::: Given entries
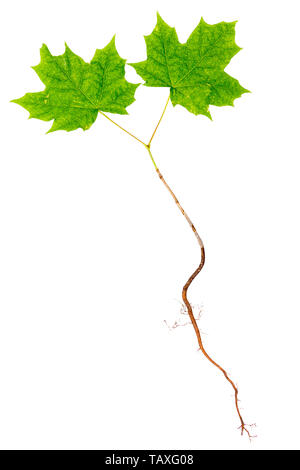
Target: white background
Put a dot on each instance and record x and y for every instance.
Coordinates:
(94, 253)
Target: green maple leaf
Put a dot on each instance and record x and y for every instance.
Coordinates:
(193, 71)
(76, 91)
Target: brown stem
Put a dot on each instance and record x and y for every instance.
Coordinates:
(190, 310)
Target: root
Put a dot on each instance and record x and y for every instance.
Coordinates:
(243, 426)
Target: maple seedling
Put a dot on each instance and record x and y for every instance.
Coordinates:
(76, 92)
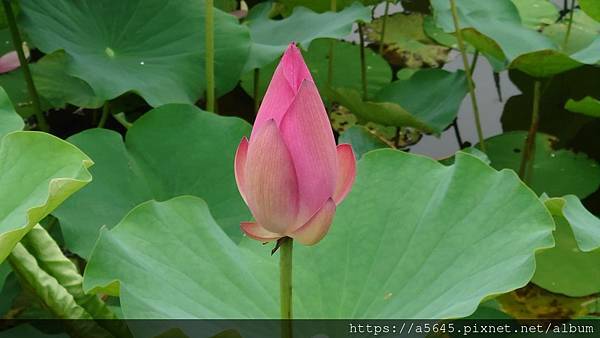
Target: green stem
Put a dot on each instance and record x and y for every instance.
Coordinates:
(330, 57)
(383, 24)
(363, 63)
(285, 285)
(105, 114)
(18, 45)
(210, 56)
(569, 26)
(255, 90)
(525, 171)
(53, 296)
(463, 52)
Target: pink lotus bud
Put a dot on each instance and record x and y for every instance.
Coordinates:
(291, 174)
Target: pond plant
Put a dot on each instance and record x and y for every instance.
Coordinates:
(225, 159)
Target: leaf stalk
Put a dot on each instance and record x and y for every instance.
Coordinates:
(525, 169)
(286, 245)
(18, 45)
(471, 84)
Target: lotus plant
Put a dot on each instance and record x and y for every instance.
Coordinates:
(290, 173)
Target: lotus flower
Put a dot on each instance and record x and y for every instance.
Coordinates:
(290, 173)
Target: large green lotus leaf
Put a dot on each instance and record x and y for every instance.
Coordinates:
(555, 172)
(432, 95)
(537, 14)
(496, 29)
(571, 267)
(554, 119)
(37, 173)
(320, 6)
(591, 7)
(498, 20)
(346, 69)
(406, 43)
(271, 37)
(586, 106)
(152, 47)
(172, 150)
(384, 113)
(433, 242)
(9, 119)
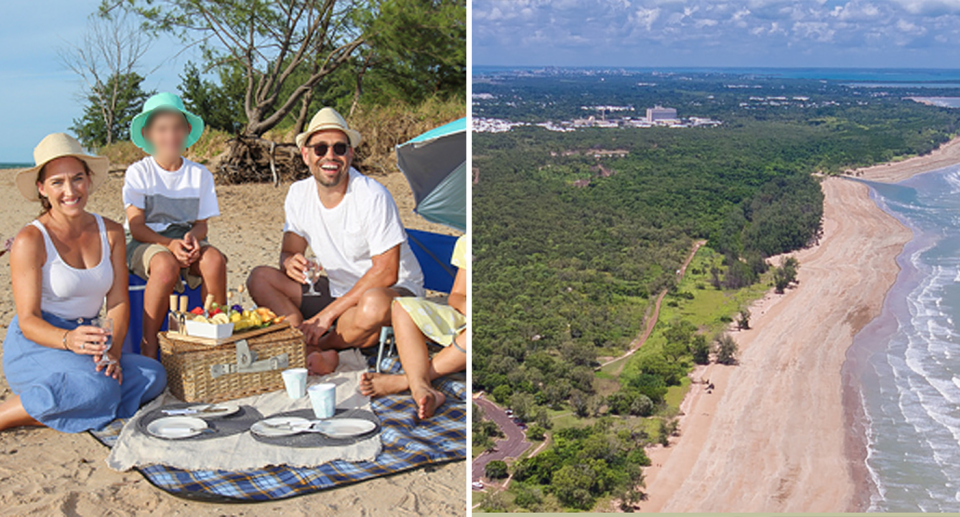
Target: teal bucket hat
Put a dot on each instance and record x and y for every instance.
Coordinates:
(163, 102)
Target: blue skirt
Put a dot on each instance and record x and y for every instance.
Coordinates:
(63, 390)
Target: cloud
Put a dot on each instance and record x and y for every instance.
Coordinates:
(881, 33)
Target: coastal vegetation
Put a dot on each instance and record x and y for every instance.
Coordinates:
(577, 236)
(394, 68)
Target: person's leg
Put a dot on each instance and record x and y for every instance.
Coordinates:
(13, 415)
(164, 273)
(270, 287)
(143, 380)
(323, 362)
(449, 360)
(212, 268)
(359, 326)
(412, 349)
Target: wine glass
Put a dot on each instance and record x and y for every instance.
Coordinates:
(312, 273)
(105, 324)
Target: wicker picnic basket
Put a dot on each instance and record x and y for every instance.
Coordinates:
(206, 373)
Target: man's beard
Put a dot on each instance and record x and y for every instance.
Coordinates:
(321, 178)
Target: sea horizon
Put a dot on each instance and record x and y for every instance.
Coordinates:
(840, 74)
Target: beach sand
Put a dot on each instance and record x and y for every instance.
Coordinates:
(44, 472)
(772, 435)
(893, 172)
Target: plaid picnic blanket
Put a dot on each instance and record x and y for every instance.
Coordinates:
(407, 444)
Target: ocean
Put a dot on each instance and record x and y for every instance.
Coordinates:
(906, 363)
::::::
Exercise description
Without including any pictures, print each record exactly.

Task output
Target: white background
Put a dot on each instance and record x and y for every instance.
Coordinates:
(94, 253)
Target: green maple leaf
Put a dot on each instance and record x and y for every instance.
Coordinates:
(193, 71)
(76, 91)
Target: brown stem
Put a dot on each instance and record x and y for every instance.
Coordinates:
(190, 310)
Target: root
Put a dot on each instance and record x and y for every instance.
Coordinates:
(243, 426)
Target: maple seedling
Put a dot on each instance and record x and y for every instance.
Coordinates:
(76, 92)
Target: green stem
Put a dot on each instance and record x and y for every instance.
Coordinates:
(330, 57)
(383, 24)
(363, 63)
(285, 285)
(105, 114)
(18, 45)
(210, 56)
(569, 26)
(255, 90)
(525, 171)
(53, 296)
(463, 52)
Target: pink lotus bud
Put a dot on each instance and record x and y for every instance.
Coordinates:
(291, 174)
Target: pond plant
Put a dot on each instance and record x and y for every instance.
Coordinates:
(225, 159)
Target: leaf stalk
Put a dot on each instance and record x and y for every instance.
Coordinates:
(525, 169)
(286, 245)
(18, 45)
(471, 84)
Target: lotus plant
Put a dot on each instance and record x and y for every instance.
Coordinates:
(290, 173)
Target: lotus flower
Put a dot on each instance and record x and y for every instance.
Coordinates:
(290, 173)
Target: large green lotus leaf
Put a dot on each instance and record x and y for every instance.
Coordinates:
(555, 172)
(432, 95)
(537, 14)
(496, 29)
(571, 267)
(554, 119)
(37, 173)
(320, 6)
(591, 7)
(498, 20)
(346, 69)
(406, 43)
(271, 37)
(586, 106)
(152, 47)
(172, 150)
(384, 113)
(433, 242)
(9, 119)
Target: teal bucket hat
Put a dot on each instance and record x and y for every instance.
Coordinates:
(163, 102)
Target: blue skirt
Put a dot on each instance and record x and y for every instance.
Coordinates:
(63, 390)
Target: cloud
Put a dot on each instance and record x and y for every instance.
Coordinates:
(881, 33)
Target: coastal vegetation
Put a dot on each instance and record x and y for every instance.
Coordinates:
(577, 236)
(394, 68)
Target: person's leg
Put a dot on each instance and record x and y for every instance.
Coordinates:
(13, 415)
(164, 273)
(270, 287)
(143, 380)
(323, 362)
(449, 360)
(212, 268)
(359, 326)
(412, 349)
Target: wine glass
Put a dot on each instance and record x and y for every instance.
Coordinates:
(312, 273)
(105, 324)
Target: wicker picnic basket
Put a dot on each instance and record x and y for every instance.
Coordinates:
(206, 373)
Target: man's beard
Put a dot on each instance and record x and y for every instance.
Coordinates:
(321, 178)
Target: sea horizon
Put a dot on each instance and record x and y for every instance.
Coordinates:
(840, 74)
Target: beach sand
Put a dot on each instance and record x and y for every instance.
Coordinates:
(44, 472)
(772, 435)
(893, 172)
Target: plaid picnic blanket
Put a dot on each instance and record x and y for every instance.
Coordinates:
(407, 444)
Target: ocean
Put a dot on each instance and record x and y for every instance.
Coordinates:
(906, 363)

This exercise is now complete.